START INFORMATION SUPPLIED

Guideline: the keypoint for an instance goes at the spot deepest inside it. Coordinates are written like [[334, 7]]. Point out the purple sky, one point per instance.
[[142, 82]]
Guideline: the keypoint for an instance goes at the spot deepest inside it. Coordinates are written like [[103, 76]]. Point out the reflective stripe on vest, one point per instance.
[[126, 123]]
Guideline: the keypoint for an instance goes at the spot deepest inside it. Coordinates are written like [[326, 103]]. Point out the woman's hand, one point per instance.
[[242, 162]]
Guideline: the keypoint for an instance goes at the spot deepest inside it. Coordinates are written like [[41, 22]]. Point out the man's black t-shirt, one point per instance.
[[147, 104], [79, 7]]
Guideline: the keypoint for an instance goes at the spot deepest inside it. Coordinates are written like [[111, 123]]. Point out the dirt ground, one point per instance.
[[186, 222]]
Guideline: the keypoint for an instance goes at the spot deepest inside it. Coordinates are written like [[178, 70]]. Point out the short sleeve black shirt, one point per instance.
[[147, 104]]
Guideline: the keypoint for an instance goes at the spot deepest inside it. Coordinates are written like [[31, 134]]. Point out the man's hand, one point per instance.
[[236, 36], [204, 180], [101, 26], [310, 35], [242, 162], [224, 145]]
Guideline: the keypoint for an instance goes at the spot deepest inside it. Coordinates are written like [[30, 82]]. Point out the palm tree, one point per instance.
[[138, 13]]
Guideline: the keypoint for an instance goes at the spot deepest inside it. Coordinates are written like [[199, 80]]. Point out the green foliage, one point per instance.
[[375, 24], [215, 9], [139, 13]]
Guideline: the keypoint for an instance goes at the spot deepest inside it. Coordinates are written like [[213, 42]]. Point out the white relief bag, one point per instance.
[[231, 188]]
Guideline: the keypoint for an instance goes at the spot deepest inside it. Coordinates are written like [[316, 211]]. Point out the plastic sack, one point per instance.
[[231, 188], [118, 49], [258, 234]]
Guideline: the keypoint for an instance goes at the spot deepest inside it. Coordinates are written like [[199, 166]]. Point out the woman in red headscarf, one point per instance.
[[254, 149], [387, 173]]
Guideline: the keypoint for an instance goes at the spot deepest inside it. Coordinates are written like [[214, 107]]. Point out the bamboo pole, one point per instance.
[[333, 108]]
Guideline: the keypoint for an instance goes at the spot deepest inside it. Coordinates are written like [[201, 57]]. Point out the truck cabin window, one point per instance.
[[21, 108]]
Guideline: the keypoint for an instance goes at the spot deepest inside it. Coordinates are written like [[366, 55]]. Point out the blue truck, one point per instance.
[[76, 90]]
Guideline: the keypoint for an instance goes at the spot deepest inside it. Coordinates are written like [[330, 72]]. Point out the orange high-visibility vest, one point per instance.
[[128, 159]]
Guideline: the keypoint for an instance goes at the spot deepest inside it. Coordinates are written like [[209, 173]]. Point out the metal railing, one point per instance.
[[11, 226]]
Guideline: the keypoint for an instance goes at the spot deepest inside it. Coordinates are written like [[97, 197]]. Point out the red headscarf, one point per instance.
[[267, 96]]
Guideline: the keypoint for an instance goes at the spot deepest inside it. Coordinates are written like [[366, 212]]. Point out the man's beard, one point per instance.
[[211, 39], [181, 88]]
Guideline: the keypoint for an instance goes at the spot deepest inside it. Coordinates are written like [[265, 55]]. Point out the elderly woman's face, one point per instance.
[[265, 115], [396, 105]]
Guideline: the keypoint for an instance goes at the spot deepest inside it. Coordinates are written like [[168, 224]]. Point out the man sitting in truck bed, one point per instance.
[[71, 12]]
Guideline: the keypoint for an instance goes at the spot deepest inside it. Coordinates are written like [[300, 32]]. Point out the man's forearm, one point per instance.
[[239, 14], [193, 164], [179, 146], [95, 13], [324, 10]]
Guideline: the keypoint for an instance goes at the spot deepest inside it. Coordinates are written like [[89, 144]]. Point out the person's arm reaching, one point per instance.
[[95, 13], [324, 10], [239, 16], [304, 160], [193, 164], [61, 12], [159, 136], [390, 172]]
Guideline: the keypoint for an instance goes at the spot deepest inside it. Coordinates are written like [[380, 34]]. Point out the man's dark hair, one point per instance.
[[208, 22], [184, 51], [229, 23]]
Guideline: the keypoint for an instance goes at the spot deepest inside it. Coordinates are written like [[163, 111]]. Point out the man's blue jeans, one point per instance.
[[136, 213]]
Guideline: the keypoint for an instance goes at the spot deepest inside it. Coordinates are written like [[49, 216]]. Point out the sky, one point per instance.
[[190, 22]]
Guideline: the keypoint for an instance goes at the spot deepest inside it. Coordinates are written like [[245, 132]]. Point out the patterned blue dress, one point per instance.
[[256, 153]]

END INFORMATION SUPPLIED

## ACTION ITEM:
Set down the material above again, word for word.

## EXERCISE SOLUTION:
Guideline: the keypoint for an instance goes at the spot deepest inside it. Coordinates are written like [[334, 7]]. Point out the purple sky, one point per instance.
[[142, 82]]
Guideline: the keypoint for an instance goes at the spot deepest inside it. Coordinates are written like [[103, 76]]. Point out the reflective stripe on vest, one point per instance.
[[126, 123]]
Guideline: the keypoint for an instance goes at the spot deepest inside it. Coordinates are written like [[326, 103]]. Point out the woman's hand, one point per instance.
[[242, 162]]
Guideline: the keypoint for an instance goes at the spot deepest inside it. Coordinates are written like [[41, 22]]. Point out the man's black t-shirt, one point per instance.
[[147, 104], [79, 7]]
Guideline: the keypoint for an instance goes at the spot deepest inside it. Coordinates are written like [[111, 123]]. Point out the dirt ground, one point per instance.
[[186, 222]]
Guideline: the keypoint for an instance goes at the spot deepest inside it. Coordinates are written like [[178, 70]]. Point out the short sleeve black shirt, one point per instance.
[[147, 104]]
Guideline: the keypoint for an instance goes at the spot deepest inside it. Coordinates are written like [[31, 134]]. Point out the man's hand, one point per instance.
[[236, 36], [204, 180], [101, 26], [310, 35], [242, 162], [224, 145]]
Guideline: the keypoint for an instance goes at the spot deepest inside it. Coordinates are written like [[30, 82]]. Point out the palm tree, one point per instance.
[[138, 13]]
Guideline: the keypoint for an instance goes at the spot deepest inside it. Coordinates are written like [[199, 80]]. Point out the green foliage, one point per instance.
[[375, 24], [215, 9], [139, 13]]
Guideline: the keypoint for an instance goes at the spot deepest inside it. Coordinates are written like [[213, 42]]. Point out the white relief bag, one point per instance.
[[231, 188]]
Guideline: the keypoint for an instance goes at the spot deepest inside it. Coordinates are written like [[316, 211]]. Point out the plastic sack, one point per instance.
[[231, 188], [118, 49], [258, 234]]
Guideline: the keypoint for an instance goes at the spot deepest inside it. Coordinates are written like [[199, 166]]. Point out the woman in red headscarf, one point per instance.
[[254, 149], [387, 173]]
Guideline: the keypoint for an instance goes at the spot deepest inside it. Coordinates are written like [[214, 107]]. Point out the bamboo pole, one point per instance.
[[333, 108]]
Guideline: the keypoint for an instance goes at the spot deepest inside it. Coordinates are written like [[201, 57]]. Point out the truck cabin window, one point per instance.
[[21, 108]]
Guideline: the keypoint for an instance goes at the spot deepest inside it. Coordinates are written like [[366, 55]]. Point out the blue truck, one point per instance.
[[76, 90]]
Guideline: the keypoint for an instance goes at the spot deepest inside it. Coordinates are written like [[330, 72]]. Point out the orange high-visibility vest, one point per instance.
[[128, 159]]
Guideline: the keypoint for an instance goes at the spot deepest inside it. Coordinates are written like [[209, 173]]. Point out the metal railing, one point per instance.
[[11, 226]]
Guideline: the keypoint for an instance goes at the spot deepest inside it. Coordinates are written like [[97, 197]]. Point out the red headscarf, one point per instance.
[[267, 96]]
Guideline: the keypoint for an instance goes at the spot deepest inside it. Coordinates are written like [[366, 212]]. Point out the man's beard, one point per instance.
[[211, 39], [181, 88]]
Guideline: the keypoint for an instance goes at the spot deepest inside it. Coordinates are written like [[265, 55]]. Point out the elderly woman's face, one point per instance.
[[265, 115], [396, 105]]
Guideline: the keypoint for an instance goes at the spot deepest inside it. Coordinates are written like [[168, 224]]. Point out the man sitting in truck bed, one point per instance.
[[71, 12]]
Guideline: the keypoint for an instance goes at the spot deepest inside it. Coordinates are written like [[300, 32]]. Point out the man's forearm, one point per instance.
[[239, 14], [193, 164], [179, 146], [95, 13], [324, 10]]
Guideline: the keypoint for an instance goes at the spot deepest inside it. Coordinates are written like [[89, 144]]. Point out the person's arm reaching, one point per instance.
[[95, 13], [324, 10], [239, 16], [304, 160], [193, 164], [61, 12], [159, 136], [390, 172]]
Guideline: the keypoint for an instance goes at the spot deepest inside it. Coordinates are written like [[380, 34]]. Point out the man's dark hair, one point per instance.
[[208, 22], [184, 51], [229, 23]]
Guideline: the keypoint for an instance goes at the spot deepest inside it. Coordinates are written like [[163, 111]]. Point out the man's blue jeans, one point per instance.
[[136, 213]]
Guideline: the keypoint for an instance goes at the spot deepest inside it. Coordinates are written like [[49, 216]]. Point out the sky, one point per instance.
[[190, 22]]
Guideline: the keypoint for an instance goes at the spot deepest inside it. Coordinates are written like [[245, 132]]. Point out the patterned blue dress, one point per instance.
[[256, 153]]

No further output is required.